Copy out every one of the items below word for word, keeping each line as it stands.

[Begin Supplied data]

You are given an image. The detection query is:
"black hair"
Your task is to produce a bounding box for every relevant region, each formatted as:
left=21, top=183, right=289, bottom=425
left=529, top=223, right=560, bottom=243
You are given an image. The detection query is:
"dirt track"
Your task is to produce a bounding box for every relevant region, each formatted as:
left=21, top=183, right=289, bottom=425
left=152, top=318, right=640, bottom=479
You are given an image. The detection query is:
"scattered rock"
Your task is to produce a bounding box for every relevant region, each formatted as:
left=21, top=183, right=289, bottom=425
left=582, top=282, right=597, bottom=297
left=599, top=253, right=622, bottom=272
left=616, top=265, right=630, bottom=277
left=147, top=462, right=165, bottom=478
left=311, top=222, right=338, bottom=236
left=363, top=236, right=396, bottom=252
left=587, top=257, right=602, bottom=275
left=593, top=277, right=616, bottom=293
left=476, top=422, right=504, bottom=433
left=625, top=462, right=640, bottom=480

[End Supplied data]

#### Task solution:
You are given an image. The detection query is:
"black hair"
Your task is to produce a bounding box for every relevant region, each formatted as:
left=21, top=183, right=289, bottom=425
left=529, top=223, right=560, bottom=243
You are given an image. The detection query is:
"dirt track"
Your task is to produce a bounding box for every relevant region, each formatted as:
left=21, top=183, right=289, bottom=425
left=152, top=318, right=640, bottom=479
You are given an image. The detection query is:
"scattered rock"
Your task is to produce a bounding box for every relevant region, each formatted as:
left=21, top=183, right=289, bottom=425
left=582, top=282, right=597, bottom=297
left=599, top=253, right=622, bottom=272
left=616, top=265, right=630, bottom=277
left=147, top=462, right=165, bottom=478
left=311, top=222, right=338, bottom=236
left=363, top=236, right=396, bottom=252
left=587, top=257, right=602, bottom=275
left=593, top=277, right=616, bottom=293
left=476, top=422, right=504, bottom=433
left=625, top=462, right=640, bottom=480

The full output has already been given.